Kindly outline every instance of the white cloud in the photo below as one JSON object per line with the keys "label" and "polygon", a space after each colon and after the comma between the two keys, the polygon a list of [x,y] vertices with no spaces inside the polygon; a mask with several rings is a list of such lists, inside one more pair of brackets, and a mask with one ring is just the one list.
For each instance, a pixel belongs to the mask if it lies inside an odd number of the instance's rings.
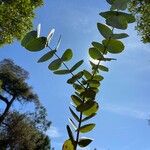
{"label": "white cloud", "polygon": [[58,128],[51,126],[49,130],[47,130],[46,134],[50,137],[50,138],[58,138],[61,136]]}
{"label": "white cloud", "polygon": [[137,110],[135,108],[129,108],[124,106],[105,104],[103,110],[110,111],[119,115],[132,117],[135,119],[147,120],[150,115],[150,111]]}

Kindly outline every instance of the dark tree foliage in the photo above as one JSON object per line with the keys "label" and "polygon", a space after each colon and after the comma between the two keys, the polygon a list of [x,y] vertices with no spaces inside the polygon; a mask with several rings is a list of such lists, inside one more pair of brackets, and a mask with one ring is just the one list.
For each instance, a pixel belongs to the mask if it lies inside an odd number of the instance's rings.
{"label": "dark tree foliage", "polygon": [[22,39],[42,4],[43,0],[0,0],[0,46]]}
{"label": "dark tree foliage", "polygon": [[0,126],[1,150],[49,150],[50,139],[39,124],[28,114],[10,112]]}
{"label": "dark tree foliage", "polygon": [[136,29],[144,43],[150,42],[150,0],[131,0],[129,11],[137,21]]}
{"label": "dark tree foliage", "polygon": [[0,102],[4,102],[6,107],[0,114],[0,123],[4,120],[14,101],[21,103],[33,102],[40,106],[37,94],[32,91],[32,87],[26,82],[28,72],[14,64],[10,59],[0,62],[1,93]]}

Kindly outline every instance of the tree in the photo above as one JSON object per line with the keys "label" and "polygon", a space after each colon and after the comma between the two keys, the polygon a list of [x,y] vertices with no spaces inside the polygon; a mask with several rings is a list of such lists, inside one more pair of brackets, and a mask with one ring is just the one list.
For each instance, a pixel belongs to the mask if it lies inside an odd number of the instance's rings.
{"label": "tree", "polygon": [[0,102],[5,103],[6,107],[0,114],[0,124],[7,116],[14,101],[20,103],[33,102],[40,106],[37,94],[32,91],[32,87],[26,83],[28,72],[14,64],[10,59],[0,62],[1,93]]}
{"label": "tree", "polygon": [[42,4],[43,0],[0,0],[0,46],[22,39]]}
{"label": "tree", "polygon": [[0,126],[1,150],[49,150],[50,139],[37,128],[39,124],[29,114],[10,112]]}
{"label": "tree", "polygon": [[150,1],[131,0],[129,11],[136,17],[138,30],[144,43],[150,42]]}

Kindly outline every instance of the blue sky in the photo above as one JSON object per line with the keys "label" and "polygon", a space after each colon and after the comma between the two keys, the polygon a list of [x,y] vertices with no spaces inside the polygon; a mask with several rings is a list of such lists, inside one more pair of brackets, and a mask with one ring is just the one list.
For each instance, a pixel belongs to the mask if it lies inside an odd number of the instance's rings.
{"label": "blue sky", "polygon": [[[55,28],[52,46],[61,34],[59,53],[72,48],[74,59],[71,64],[84,58],[83,67],[88,69],[90,43],[102,40],[96,23],[104,20],[98,14],[108,8],[104,0],[45,0],[45,5],[36,11],[34,25],[42,24],[42,35]],[[150,117],[150,46],[142,44],[134,24],[129,26],[127,33],[130,37],[124,40],[125,51],[112,56],[117,61],[106,64],[110,71],[103,74],[105,79],[97,96],[100,110],[92,120],[97,126],[87,134],[94,142],[86,150],[150,150],[150,126],[147,123]],[[53,122],[48,131],[52,146],[61,150],[67,138],[65,126],[73,89],[66,84],[69,76],[56,76],[47,69],[48,63],[37,63],[46,51],[31,53],[15,41],[1,48],[0,58],[11,58],[29,71],[28,82],[38,93]]]}

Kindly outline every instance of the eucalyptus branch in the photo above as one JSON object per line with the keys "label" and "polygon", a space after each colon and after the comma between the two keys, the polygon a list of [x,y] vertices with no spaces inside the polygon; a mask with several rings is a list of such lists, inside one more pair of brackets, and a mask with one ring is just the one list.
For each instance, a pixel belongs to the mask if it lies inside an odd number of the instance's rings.
{"label": "eucalyptus branch", "polygon": [[[52,51],[53,49],[47,45],[47,47]],[[54,53],[54,55],[60,60],[62,61],[62,59],[56,54],[56,52]],[[72,77],[75,77],[75,74],[73,72],[71,72],[71,70],[69,69],[69,67],[66,65],[66,63],[64,61],[62,61],[63,65],[66,67],[66,69],[69,71],[69,73],[72,75]],[[77,79],[77,82],[85,89],[85,86]]]}
{"label": "eucalyptus branch", "polygon": [[[46,47],[48,47],[51,51],[42,56],[38,62],[50,60],[54,55],[57,57],[57,59],[49,64],[49,69],[54,71],[55,74],[72,75],[72,78],[69,79],[67,83],[72,84],[75,88],[75,93],[74,95],[71,95],[71,99],[74,104],[74,108],[77,112],[79,112],[79,115],[77,115],[71,109],[71,107],[69,108],[73,118],[76,120],[76,122],[78,122],[78,125],[76,126],[74,121],[70,119],[71,125],[76,132],[76,138],[74,139],[73,132],[70,126],[67,125],[69,139],[64,142],[63,150],[77,150],[78,146],[86,147],[92,142],[92,139],[90,138],[80,138],[80,132],[90,132],[96,125],[94,123],[82,125],[82,122],[94,117],[99,108],[99,104],[96,102],[95,97],[103,77],[97,74],[97,72],[99,72],[99,70],[108,72],[109,70],[107,67],[101,65],[101,61],[114,60],[113,58],[105,58],[104,55],[107,53],[118,54],[124,50],[124,44],[118,39],[126,38],[128,37],[128,34],[115,34],[114,29],[117,28],[125,30],[127,29],[128,23],[133,23],[135,21],[135,18],[131,14],[119,11],[127,8],[128,1],[120,2],[120,0],[107,0],[107,2],[111,5],[110,11],[100,13],[100,16],[106,19],[107,25],[102,23],[97,24],[97,28],[104,39],[102,40],[102,43],[92,42],[93,47],[89,48],[90,57],[98,60],[97,64],[90,62],[92,66],[92,73],[88,72],[87,70],[82,70],[78,74],[74,74],[73,71],[80,67],[80,65],[83,63],[83,60],[77,62],[70,69],[65,62],[72,58],[72,50],[67,49],[62,57],[59,57],[59,55],[56,53],[56,49],[53,50],[49,45],[47,45],[47,42],[49,42],[53,36],[54,29],[50,32],[48,37],[37,38],[37,31],[31,31],[22,40],[22,46],[29,51],[42,50],[46,45]],[[60,44],[60,39],[58,43]],[[56,47],[58,47],[58,45]],[[61,64],[63,64],[66,70],[58,70]],[[84,118],[83,115],[85,116]]]}

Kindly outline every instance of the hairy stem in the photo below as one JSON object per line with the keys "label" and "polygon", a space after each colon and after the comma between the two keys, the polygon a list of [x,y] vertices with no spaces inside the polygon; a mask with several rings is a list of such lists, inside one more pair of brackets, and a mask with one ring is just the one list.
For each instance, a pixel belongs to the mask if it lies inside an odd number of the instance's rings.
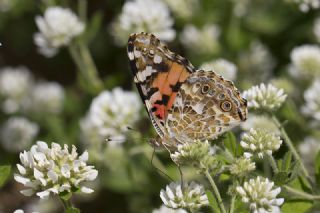
{"label": "hairy stem", "polygon": [[272,155],[267,155],[267,157],[268,157],[269,163],[273,169],[273,172],[274,173],[279,172],[279,169],[278,169],[278,166],[277,166],[277,163],[276,163],[276,160],[274,159],[274,157]]}
{"label": "hairy stem", "polygon": [[290,186],[283,186],[283,188],[285,188],[287,190],[287,192],[289,192],[290,194],[296,195],[299,198],[303,198],[306,200],[320,200],[320,196],[319,195],[312,195],[297,189],[294,189]]}
{"label": "hairy stem", "polygon": [[209,171],[206,170],[204,174],[205,174],[205,176],[207,177],[207,179],[210,182],[210,185],[211,185],[211,187],[213,189],[213,192],[214,192],[214,195],[215,195],[215,197],[217,199],[217,202],[218,202],[218,205],[219,205],[221,213],[227,213],[226,208],[224,207],[224,204],[222,202],[222,198],[221,198],[219,189],[218,189],[217,185],[215,184],[213,178],[211,177]]}
{"label": "hairy stem", "polygon": [[234,204],[235,204],[235,202],[236,202],[236,197],[237,197],[237,195],[233,195],[233,196],[231,197],[231,204],[230,204],[230,211],[229,211],[229,213],[233,213],[233,212],[234,212]]}
{"label": "hairy stem", "polygon": [[289,138],[286,130],[283,128],[283,126],[281,125],[281,123],[279,122],[278,118],[275,115],[272,115],[272,119],[274,121],[274,123],[276,124],[276,126],[280,129],[281,135],[284,138],[284,142],[286,143],[286,145],[288,146],[289,150],[292,152],[292,155],[294,156],[294,158],[296,159],[296,161],[298,161],[302,173],[303,175],[309,179],[310,175],[306,169],[306,167],[304,166],[304,164],[302,163],[302,160],[296,150],[296,148],[294,147],[291,139]]}

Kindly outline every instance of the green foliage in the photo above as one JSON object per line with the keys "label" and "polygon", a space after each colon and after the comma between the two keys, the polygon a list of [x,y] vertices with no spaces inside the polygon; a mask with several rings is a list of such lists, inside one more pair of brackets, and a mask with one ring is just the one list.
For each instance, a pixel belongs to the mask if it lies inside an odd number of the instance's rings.
{"label": "green foliage", "polygon": [[11,175],[11,166],[0,166],[0,188],[8,181]]}
{"label": "green foliage", "polygon": [[80,209],[71,207],[66,209],[65,213],[80,213]]}
{"label": "green foliage", "polygon": [[281,207],[281,212],[292,213],[294,212],[308,212],[312,207],[312,202],[308,201],[287,201]]}

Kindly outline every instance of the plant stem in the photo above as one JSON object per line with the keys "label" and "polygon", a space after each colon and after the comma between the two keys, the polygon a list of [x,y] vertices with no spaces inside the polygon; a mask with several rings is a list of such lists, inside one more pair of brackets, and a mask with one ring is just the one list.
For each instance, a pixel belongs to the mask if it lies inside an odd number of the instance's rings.
{"label": "plant stem", "polygon": [[295,149],[291,139],[289,138],[286,130],[283,128],[283,126],[281,125],[281,123],[279,122],[278,118],[275,115],[272,115],[272,119],[273,119],[274,123],[276,124],[276,126],[280,129],[281,135],[284,138],[284,142],[288,146],[289,150],[292,152],[292,154],[293,154],[294,158],[296,159],[296,161],[298,161],[298,163],[299,163],[299,165],[301,167],[303,175],[306,178],[309,179],[309,177],[310,177],[309,173],[308,173],[306,167],[304,166],[304,164],[302,163],[302,160],[301,160],[297,150]]}
{"label": "plant stem", "polygon": [[208,170],[205,171],[205,176],[207,177],[207,179],[209,180],[210,184],[211,184],[211,187],[213,189],[213,192],[215,194],[215,197],[217,199],[217,202],[218,202],[218,205],[219,205],[219,208],[220,208],[220,211],[221,213],[227,213],[225,207],[224,207],[224,204],[222,202],[222,198],[221,198],[221,195],[220,195],[220,192],[219,192],[219,189],[217,187],[217,185],[215,184],[214,180],[212,179],[210,173]]}
{"label": "plant stem", "polygon": [[69,200],[64,200],[64,199],[60,198],[60,200],[61,200],[65,210],[67,210],[69,208],[72,208],[72,203],[71,203],[70,199]]}
{"label": "plant stem", "polygon": [[233,195],[232,197],[231,197],[231,204],[230,204],[230,211],[229,211],[229,213],[233,213],[234,212],[234,204],[235,204],[235,201],[236,201],[236,195]]}
{"label": "plant stem", "polygon": [[88,46],[83,42],[79,43],[80,55],[82,56],[83,63],[85,65],[85,71],[88,77],[88,80],[94,86],[95,89],[101,91],[103,89],[103,83],[98,76],[98,70],[93,62],[91,53],[88,49]]}
{"label": "plant stem", "polygon": [[273,172],[274,173],[278,173],[279,169],[278,169],[277,163],[276,163],[275,159],[273,158],[273,156],[272,155],[267,155],[267,157],[268,157],[269,163],[270,163],[270,165],[271,165],[271,167],[273,169]]}
{"label": "plant stem", "polygon": [[320,200],[319,195],[312,195],[303,191],[299,191],[297,189],[291,188],[290,186],[283,186],[289,193],[299,196],[300,198],[307,200]]}

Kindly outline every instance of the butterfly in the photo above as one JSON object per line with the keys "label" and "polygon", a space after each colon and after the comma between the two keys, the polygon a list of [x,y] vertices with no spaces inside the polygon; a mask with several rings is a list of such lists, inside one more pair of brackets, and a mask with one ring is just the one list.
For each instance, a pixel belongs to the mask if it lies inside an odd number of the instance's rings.
{"label": "butterfly", "polygon": [[131,34],[127,54],[158,145],[215,139],[247,119],[247,101],[231,81],[196,70],[153,34]]}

▶ Instructions to follow
Select and copy every line from the records that includes the word "below".

▶ Task response
Kindly outline every instance of the white cloud in the photo below as one JSON object per line with the keys "label" and "polygon", a space after each colon and after the comma between the two keys, the polygon a list of [x,y] vertices with no spaces inside the polygon; a mask with several rings is a list of such lists, inside one more pair of brackets, and a mask with one ring is just the one list.
Kindly outline every instance of the hairy stem in the photo below as one JSON object per line with the keys "label" and "polygon", a space after each colon and after the comma between the two keys, the polygon a list of [x,y] vertices with no spaces inside the polygon; a mask with several rings is a list of such lists, inside one more pair of brackets, and a mask with one ring is just the one list.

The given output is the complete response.